About this exercise:
For the listing below, return the line containing "Target: grey lowered", the line containing "The component shall identify every instance of the dark route", and all lines in between, exactly as written and nothing else.
------------------------------
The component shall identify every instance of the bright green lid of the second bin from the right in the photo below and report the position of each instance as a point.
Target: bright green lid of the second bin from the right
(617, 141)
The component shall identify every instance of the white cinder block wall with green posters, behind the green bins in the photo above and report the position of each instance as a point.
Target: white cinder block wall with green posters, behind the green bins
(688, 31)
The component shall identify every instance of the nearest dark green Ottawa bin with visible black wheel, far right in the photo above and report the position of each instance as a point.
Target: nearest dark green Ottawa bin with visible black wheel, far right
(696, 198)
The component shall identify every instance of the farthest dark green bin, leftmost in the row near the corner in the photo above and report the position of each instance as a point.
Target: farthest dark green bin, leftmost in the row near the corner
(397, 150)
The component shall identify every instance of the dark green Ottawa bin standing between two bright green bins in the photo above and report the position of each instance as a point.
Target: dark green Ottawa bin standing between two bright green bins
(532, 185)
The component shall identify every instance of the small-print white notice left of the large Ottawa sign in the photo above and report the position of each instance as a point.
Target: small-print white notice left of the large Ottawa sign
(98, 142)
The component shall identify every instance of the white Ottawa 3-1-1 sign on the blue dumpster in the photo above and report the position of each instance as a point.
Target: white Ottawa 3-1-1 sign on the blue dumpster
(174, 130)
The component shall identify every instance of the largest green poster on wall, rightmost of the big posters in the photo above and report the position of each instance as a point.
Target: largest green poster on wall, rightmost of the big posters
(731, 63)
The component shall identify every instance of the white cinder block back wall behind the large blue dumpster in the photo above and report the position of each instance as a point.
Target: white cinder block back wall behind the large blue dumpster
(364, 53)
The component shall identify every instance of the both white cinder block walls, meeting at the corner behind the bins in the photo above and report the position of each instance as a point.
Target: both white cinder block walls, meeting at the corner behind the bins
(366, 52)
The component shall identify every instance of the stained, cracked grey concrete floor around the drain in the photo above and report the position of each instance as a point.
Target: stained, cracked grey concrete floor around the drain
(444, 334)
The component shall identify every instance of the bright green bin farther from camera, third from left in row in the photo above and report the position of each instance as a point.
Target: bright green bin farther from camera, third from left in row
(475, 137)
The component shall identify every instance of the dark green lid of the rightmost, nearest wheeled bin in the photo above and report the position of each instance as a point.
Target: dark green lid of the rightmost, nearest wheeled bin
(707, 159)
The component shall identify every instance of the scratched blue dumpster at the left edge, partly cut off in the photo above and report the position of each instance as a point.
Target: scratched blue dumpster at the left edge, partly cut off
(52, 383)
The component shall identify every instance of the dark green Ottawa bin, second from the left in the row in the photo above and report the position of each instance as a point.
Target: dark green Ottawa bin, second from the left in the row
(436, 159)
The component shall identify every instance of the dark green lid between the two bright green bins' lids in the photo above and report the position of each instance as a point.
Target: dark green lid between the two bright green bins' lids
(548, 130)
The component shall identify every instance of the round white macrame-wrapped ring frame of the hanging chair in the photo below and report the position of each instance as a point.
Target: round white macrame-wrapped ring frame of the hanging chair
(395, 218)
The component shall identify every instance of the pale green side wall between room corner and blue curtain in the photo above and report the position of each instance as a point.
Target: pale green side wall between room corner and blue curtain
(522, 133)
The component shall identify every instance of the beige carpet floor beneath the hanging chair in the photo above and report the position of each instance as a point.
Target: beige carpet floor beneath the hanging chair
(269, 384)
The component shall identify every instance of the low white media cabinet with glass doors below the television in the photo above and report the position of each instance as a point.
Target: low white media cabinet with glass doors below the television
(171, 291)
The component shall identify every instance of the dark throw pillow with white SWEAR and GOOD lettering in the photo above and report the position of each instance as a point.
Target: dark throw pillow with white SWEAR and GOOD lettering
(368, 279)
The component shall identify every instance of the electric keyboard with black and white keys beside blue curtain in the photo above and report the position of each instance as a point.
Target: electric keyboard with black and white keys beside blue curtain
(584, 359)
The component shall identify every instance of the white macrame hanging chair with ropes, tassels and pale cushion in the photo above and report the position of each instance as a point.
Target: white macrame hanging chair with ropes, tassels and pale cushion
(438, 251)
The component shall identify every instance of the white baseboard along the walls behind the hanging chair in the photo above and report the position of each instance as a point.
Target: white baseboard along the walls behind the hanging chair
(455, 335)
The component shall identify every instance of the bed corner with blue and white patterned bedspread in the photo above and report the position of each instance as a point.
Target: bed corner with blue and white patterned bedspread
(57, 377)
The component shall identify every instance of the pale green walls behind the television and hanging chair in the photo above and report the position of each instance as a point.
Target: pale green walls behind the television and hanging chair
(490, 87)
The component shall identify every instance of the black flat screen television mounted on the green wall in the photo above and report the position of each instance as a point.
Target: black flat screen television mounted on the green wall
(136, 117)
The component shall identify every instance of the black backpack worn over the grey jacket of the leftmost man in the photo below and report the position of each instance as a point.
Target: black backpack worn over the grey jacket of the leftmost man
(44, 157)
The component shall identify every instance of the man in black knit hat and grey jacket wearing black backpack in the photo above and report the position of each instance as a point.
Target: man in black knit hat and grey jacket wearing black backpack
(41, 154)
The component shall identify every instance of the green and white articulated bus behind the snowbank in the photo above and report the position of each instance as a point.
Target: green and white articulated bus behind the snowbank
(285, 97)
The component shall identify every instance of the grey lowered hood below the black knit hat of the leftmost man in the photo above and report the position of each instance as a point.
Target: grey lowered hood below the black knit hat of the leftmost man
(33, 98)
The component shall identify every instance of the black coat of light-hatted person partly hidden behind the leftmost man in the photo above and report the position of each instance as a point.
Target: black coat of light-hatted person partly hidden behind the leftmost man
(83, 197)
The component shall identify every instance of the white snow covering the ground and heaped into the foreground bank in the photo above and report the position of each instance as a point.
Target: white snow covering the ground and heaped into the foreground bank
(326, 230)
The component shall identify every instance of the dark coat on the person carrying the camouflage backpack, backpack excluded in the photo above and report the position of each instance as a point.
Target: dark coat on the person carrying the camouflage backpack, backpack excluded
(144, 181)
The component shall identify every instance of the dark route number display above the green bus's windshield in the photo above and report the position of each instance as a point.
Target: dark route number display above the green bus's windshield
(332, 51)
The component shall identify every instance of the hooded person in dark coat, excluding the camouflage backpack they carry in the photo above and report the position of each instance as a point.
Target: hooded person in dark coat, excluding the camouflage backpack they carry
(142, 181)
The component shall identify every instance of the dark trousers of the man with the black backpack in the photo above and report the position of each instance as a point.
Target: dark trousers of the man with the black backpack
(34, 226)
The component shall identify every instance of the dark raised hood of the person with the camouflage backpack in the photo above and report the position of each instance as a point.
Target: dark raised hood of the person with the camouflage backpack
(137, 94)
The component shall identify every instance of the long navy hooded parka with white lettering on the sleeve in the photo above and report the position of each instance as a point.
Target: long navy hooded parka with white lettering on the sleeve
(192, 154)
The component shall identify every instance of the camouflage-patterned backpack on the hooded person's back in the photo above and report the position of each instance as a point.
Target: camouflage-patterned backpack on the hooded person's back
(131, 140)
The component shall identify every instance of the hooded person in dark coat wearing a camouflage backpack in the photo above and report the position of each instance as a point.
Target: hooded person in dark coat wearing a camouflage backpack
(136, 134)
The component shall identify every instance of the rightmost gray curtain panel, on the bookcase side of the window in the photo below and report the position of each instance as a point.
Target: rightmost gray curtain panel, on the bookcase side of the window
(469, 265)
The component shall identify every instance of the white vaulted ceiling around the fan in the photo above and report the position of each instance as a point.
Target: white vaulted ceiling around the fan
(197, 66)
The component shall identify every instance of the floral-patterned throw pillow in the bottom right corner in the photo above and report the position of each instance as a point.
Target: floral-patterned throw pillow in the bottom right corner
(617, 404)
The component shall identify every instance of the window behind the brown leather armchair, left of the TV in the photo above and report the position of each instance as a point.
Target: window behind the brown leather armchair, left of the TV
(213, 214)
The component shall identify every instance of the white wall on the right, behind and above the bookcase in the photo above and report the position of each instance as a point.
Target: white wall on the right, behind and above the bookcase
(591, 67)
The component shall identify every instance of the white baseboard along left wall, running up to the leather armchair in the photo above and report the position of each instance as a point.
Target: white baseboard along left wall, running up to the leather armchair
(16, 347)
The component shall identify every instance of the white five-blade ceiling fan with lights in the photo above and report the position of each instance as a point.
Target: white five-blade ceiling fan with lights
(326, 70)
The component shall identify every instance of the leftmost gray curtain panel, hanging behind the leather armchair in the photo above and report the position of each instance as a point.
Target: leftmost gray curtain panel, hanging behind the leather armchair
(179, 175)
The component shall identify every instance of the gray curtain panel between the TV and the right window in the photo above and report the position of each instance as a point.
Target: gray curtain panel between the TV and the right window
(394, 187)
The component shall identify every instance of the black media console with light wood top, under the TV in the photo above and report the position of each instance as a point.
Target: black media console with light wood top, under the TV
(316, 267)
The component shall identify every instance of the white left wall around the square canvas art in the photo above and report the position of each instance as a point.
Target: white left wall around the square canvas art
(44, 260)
------------------------------
Response to the task:
Target: grey lowered hood below the black knit hat of the leftmost man
(33, 98)
The component shall identify every instance of the black coat of light-hatted person partly hidden behind the leftmost man in the photo above and report the position of each instance as a point.
Target: black coat of light-hatted person partly hidden behind the leftmost man
(83, 197)
The component shall identify every instance of the white snow covering the ground and heaped into the foreground bank in the photo above and report the position of each instance as a point.
Target: white snow covering the ground and heaped into the foreground bank
(326, 230)
The component shall identify every instance of the dark coat on the person carrying the camouflage backpack, backpack excluded in the photo above and report the position of each instance as a point.
Target: dark coat on the person carrying the camouflage backpack, backpack excluded
(144, 181)
The component shall identify every instance of the dark route number display above the green bus's windshield in the photo above and report the position of each instance as a point.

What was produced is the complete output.